● Kutipan Teks:
- - - -

Lain halnya dengan komunitas yang berfokus pada pendidikan. Baik prasarana maupun sistem pendidikannya. Ada banyak komunitas yang sudah merangkul anak-anak kurang mampu di kota besar untuk dijadikan adik asuh. Setiap akhir pekan para volunteer memberikan pengetahuan umum dan menggali kreativitas adik-adik asuhnya. Ada juga komunitas yang langsung terjun ke lapangan. Jarak yang jauh, akses yang sulit, serta minimnya fasilitas di lokasi tidak menyurutkan semangat para relawan pengajar ini bertemu adik-adik di daerah terpencil untuk sekedar memberikan ilmu pengetahuan, baik dalam mengajar ilmu pengetahuan formal sesuai tingkatan pendidikan, maupun ilmu pengetahuan umum bagi semua jenjang pendidikan. Tidak hanya bantuan dalam bentuk tenaga, bantuan dalam bentuk fisik pun tidak luput dari perhatian.
Komunitas lainnya lebih memperhatikan masalah yang lebih teknis dan fisik. Dalam hal ini, fokus kegiatannya adalah daerah-daerah setingkat kampung atau desa yang masih kesulitan dalam pemenuhan energi listrik, belum memiliki prasarana dan sarana kebersihan yang layak, sudah memiliki sumber energi listrik namun belum dapat dimanfaatkan secara optimal, perbaikan atau bahkan renovasi total madrasah, sekolah, ataupun musola di tempat-tempat terpencil dengan akses yang sulit. Tidak hanya itu, dalam hal perekonomian dan pendidikan pun mendapat sorotan dari komunitas ini. Kegiatannya pun bersifat teknis. Artinya bukan hanya sekedar pemberian bantuan berupa uang, tetapi lebih kepada barang-barang yang dibutuhkan (untuk perbaikan/pembangunan fisik bangunan, pembuatan sarana pendukung). Sebut saja bantuan berupa beberapa sak semen, material bangunan, rak buku, buku-buku pelajaran dan buku anak, pelengkap ibadah (alat solat dsb), bahkan sembako hingga baju layak pakai. Bahkan seringkali ikut terjun langsung mengerjakan pembuatan atau renovasi bangunan fisik. Dalam hal berkaitan dengan kebutuhan energi listrik, lebih difokuskan pada sumbangan pembelian, pemasangan, dan pemeliharaan berkala solar sell untuk satu rumah dengan lampu LED.
Ada juga komunitas yang tetap berfokus langsung pada alam bebas. Salah satunya adalah pelestarian dan rehabilitasi kawasan Cagar Alam yang selama ini belum dipahami benar fungsinya. Bukan hanya rehabilitasi dan pelestarian, tetapi juga sosialisasi ke semua lapisan masyarakat. Mulai dari penggiat kegiatan alam bebas, antar komunitas penggiat kegiatan di alam bebas, hingga kepala desa, camat, dan lurah setempat, bahkan pihak swasta yang bersinggungan dengan kawasan tersebut pun ikut dilibatkan.

- - - -

● Daftar Tugas:
a - Menurut kutipan tentang komunitas relawan, kapan para volunteer memberikan pengetahuan umum kepada adik-adik asuhnya?
b - Tolong sebutkan semua pihak yang menurut kutipan tentang komunitas relawan ikut dilibatkan dalam sosialisasi pelestarian kawasan Cagar Alam.
Data di bawah ini diambil dari sumber yang berbeda.

● Data Tersaji:
- - - -

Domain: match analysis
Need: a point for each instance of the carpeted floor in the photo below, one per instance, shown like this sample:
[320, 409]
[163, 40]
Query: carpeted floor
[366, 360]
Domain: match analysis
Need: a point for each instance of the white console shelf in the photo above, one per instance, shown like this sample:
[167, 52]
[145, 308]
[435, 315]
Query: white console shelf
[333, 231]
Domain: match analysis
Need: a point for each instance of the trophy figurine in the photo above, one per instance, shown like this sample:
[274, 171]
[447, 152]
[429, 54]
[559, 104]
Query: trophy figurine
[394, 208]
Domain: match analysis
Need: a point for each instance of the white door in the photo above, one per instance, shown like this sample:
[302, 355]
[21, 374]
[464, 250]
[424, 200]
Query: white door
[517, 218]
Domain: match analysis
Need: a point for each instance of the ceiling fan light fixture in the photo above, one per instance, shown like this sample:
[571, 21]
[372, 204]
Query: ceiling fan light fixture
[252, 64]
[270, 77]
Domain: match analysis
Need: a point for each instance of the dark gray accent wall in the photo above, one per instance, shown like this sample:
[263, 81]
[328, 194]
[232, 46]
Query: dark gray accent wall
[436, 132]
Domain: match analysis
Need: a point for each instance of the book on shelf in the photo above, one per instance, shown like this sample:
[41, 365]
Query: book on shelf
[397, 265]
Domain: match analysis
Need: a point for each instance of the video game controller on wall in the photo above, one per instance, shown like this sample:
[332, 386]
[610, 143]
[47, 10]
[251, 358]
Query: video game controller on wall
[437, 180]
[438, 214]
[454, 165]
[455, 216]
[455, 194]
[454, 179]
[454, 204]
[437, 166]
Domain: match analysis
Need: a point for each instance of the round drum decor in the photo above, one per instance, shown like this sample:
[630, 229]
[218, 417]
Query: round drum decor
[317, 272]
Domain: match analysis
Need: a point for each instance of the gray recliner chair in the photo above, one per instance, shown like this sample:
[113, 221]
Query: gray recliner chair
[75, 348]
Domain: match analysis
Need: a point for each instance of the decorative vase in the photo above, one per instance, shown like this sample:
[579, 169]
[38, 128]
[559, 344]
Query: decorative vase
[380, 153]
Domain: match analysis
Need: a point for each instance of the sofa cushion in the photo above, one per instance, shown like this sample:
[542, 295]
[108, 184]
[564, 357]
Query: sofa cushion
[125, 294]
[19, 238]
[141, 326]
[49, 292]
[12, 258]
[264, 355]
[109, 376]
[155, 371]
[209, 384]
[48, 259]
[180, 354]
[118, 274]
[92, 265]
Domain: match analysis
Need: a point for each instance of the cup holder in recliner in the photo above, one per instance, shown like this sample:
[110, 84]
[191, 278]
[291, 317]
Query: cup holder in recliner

- - - -

● Jawaban Berurutan:
a - Setiap akhir pekan.

b -
- Penggiat kegiatan alam bebas
- Antar komunitas penggiat kegiatan di alam bebas
- Kepala desa
- Camat
- Lurah setempat
- Pihak swasta yang bersinggungan dengan kawasan tersebut